* ACTIVITY *
Nothing outside the range below should be printed. Output exactly the lines from the line with "Check that each instance of the woman's arm" to the line with "Check that each instance of the woman's lips", both included.

* MATERIAL FOR THIS TASK *

=====

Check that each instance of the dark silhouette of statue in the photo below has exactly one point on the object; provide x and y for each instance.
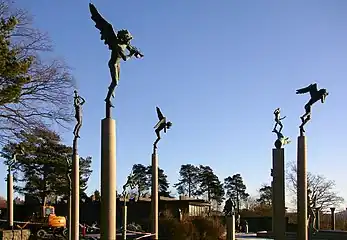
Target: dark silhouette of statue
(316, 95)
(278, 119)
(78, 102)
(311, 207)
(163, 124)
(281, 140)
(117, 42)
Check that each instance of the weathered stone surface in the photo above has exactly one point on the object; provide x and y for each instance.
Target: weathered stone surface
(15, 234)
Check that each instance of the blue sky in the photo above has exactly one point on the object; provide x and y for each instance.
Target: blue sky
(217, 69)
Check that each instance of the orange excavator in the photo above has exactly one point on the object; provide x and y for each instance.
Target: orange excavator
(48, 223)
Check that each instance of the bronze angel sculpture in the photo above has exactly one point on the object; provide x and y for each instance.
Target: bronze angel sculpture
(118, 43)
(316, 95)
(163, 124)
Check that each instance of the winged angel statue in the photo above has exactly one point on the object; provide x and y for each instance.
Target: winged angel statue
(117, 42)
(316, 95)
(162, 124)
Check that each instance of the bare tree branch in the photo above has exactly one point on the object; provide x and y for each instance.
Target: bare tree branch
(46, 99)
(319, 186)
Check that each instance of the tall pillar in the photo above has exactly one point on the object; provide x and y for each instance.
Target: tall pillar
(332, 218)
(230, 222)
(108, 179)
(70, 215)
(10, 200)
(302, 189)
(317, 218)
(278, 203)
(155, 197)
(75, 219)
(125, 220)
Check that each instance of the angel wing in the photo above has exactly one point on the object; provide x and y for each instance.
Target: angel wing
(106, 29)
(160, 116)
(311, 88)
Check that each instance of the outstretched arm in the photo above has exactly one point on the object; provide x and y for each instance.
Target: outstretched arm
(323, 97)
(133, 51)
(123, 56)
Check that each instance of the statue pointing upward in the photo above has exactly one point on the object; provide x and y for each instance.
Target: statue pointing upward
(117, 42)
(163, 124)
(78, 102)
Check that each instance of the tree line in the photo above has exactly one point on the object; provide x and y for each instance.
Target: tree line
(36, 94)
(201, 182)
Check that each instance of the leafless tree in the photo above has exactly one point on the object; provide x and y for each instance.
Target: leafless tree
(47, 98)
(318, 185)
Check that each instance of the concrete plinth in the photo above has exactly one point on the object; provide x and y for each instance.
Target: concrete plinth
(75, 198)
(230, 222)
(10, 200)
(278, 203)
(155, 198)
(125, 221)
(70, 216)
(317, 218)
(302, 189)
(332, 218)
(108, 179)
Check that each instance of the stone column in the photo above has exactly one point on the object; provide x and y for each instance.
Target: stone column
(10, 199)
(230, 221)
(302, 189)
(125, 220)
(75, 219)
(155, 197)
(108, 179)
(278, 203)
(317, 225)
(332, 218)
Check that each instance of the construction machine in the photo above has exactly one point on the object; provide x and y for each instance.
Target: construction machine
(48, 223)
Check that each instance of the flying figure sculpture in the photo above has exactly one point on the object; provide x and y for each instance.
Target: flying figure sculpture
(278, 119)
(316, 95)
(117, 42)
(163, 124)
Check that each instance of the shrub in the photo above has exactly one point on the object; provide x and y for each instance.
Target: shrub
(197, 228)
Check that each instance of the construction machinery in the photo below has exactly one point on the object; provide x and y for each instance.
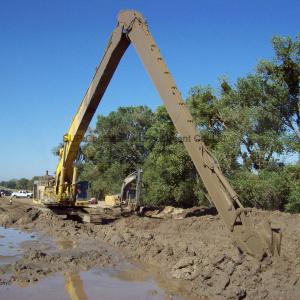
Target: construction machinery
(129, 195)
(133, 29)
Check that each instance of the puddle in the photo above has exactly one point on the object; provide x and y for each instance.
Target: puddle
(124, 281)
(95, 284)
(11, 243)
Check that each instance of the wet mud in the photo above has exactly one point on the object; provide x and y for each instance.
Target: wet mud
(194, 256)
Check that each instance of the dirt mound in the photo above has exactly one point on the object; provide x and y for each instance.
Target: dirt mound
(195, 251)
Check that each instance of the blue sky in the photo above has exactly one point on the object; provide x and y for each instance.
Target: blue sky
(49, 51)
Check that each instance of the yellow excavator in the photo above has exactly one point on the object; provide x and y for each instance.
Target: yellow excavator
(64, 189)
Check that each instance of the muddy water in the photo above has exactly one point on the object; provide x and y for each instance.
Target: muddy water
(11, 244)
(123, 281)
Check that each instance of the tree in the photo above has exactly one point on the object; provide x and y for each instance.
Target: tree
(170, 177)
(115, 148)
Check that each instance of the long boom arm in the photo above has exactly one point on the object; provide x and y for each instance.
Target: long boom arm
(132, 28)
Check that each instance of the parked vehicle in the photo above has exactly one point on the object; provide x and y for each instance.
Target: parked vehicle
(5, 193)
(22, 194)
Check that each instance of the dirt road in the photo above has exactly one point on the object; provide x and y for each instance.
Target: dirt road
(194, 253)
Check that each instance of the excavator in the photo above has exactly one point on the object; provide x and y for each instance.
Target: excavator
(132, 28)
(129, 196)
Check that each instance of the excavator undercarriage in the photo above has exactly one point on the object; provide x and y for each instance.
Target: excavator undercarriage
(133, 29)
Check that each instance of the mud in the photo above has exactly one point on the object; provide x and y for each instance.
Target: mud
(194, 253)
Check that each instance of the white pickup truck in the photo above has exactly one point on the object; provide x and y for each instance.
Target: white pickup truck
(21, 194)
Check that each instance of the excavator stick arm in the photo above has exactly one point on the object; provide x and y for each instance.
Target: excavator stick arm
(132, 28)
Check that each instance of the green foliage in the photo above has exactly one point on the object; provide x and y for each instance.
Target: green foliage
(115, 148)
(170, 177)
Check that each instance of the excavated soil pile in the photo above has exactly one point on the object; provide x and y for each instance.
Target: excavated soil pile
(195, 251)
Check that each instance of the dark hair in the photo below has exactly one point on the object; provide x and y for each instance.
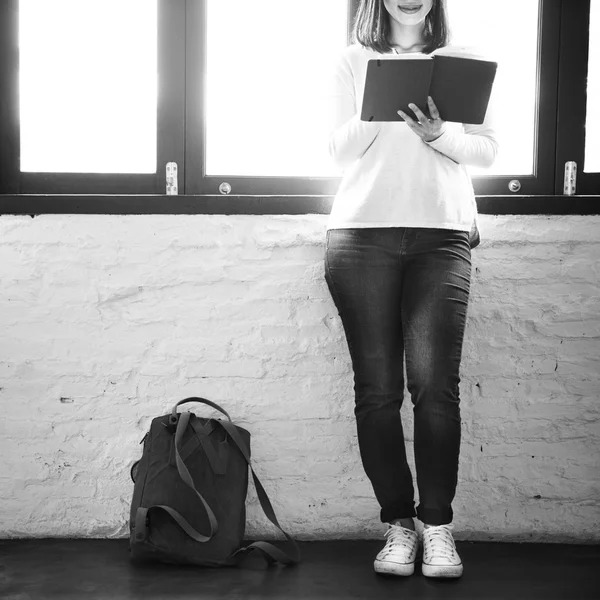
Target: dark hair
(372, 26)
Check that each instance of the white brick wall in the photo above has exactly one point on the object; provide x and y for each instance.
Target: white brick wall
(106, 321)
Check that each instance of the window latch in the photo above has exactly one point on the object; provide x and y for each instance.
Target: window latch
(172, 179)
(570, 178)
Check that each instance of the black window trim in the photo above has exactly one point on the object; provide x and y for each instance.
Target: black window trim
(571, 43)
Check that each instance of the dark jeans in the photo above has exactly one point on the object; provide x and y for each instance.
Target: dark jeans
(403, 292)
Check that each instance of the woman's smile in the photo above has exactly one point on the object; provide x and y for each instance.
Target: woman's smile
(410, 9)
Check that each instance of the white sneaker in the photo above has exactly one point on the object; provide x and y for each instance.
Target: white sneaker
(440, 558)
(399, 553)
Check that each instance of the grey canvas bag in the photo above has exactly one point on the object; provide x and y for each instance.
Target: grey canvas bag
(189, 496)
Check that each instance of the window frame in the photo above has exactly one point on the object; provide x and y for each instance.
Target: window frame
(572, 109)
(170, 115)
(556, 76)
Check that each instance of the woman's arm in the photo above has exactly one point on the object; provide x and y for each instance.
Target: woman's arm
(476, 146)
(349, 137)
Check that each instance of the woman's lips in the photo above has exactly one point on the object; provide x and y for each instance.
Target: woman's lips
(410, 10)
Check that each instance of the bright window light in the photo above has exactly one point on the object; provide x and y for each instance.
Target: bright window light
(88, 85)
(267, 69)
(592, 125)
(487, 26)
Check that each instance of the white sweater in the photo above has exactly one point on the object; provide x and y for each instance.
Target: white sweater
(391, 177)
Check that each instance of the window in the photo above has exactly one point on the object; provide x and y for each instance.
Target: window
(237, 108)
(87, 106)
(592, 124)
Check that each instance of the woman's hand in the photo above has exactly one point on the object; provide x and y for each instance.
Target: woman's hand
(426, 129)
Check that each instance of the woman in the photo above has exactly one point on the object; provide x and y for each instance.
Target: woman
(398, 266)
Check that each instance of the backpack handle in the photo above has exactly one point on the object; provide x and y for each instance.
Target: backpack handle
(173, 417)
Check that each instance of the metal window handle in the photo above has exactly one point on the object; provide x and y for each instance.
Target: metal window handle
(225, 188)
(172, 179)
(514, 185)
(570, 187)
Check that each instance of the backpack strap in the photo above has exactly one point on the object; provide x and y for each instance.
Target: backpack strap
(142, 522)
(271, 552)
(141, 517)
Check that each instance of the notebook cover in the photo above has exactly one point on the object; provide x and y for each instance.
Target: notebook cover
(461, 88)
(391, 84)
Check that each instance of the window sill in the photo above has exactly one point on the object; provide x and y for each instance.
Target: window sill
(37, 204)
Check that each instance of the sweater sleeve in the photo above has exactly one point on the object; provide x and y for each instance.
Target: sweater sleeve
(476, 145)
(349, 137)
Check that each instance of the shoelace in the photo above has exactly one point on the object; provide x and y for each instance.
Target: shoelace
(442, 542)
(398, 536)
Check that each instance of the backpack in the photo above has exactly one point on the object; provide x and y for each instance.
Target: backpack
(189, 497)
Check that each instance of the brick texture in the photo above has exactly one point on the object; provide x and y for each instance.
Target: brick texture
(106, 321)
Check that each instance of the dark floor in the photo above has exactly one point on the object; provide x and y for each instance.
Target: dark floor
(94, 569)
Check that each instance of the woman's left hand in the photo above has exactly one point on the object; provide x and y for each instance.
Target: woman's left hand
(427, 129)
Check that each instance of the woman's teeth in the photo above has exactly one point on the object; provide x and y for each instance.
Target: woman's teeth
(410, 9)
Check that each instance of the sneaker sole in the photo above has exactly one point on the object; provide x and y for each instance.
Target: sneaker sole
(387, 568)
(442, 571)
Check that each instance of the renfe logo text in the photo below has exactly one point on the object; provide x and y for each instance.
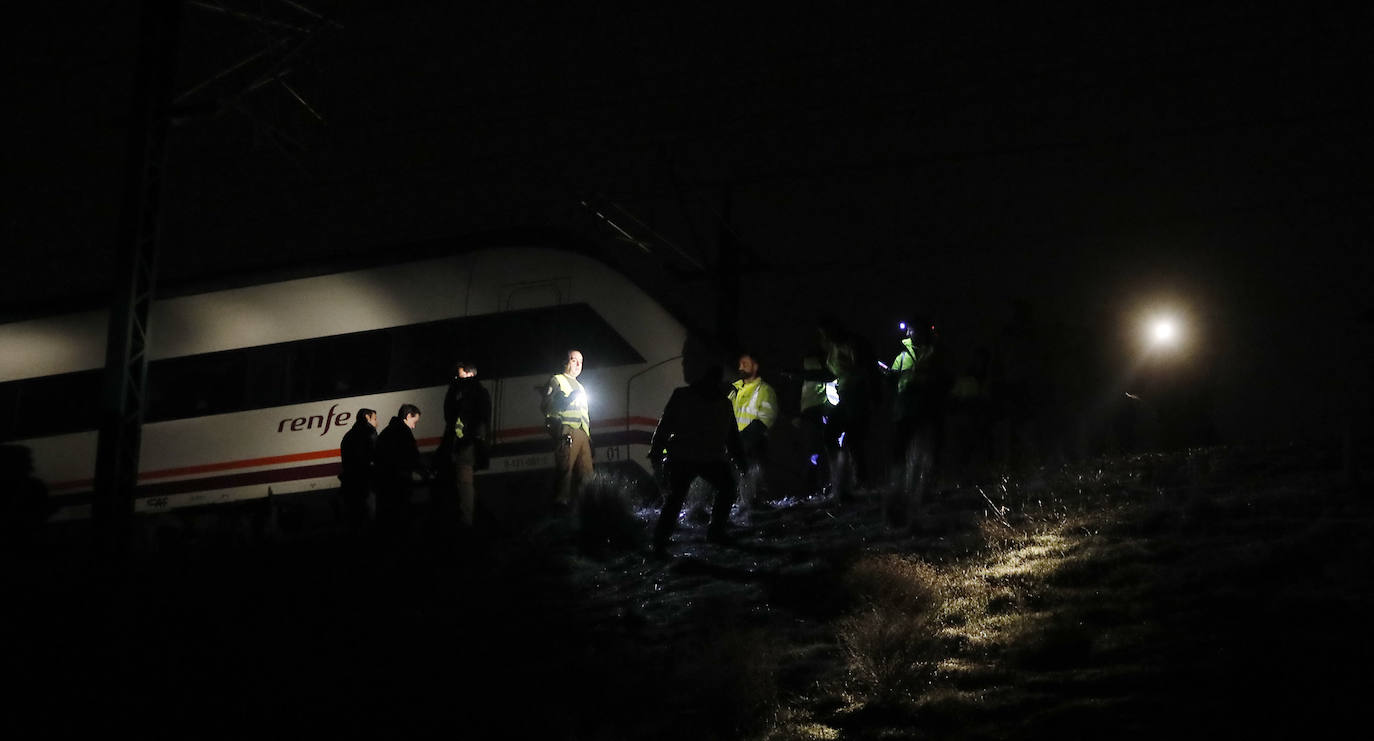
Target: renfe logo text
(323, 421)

=====

* OUTPUT BELOW *
Check that each instance of the woman's arm in the photo above has exactly one point on the object; provide x and y for each instance.
Target: woman's arm
(476, 146)
(349, 137)
Check that each instance of the woman's lips in the photo above has exactly one point on the object; provide x and y for each instance.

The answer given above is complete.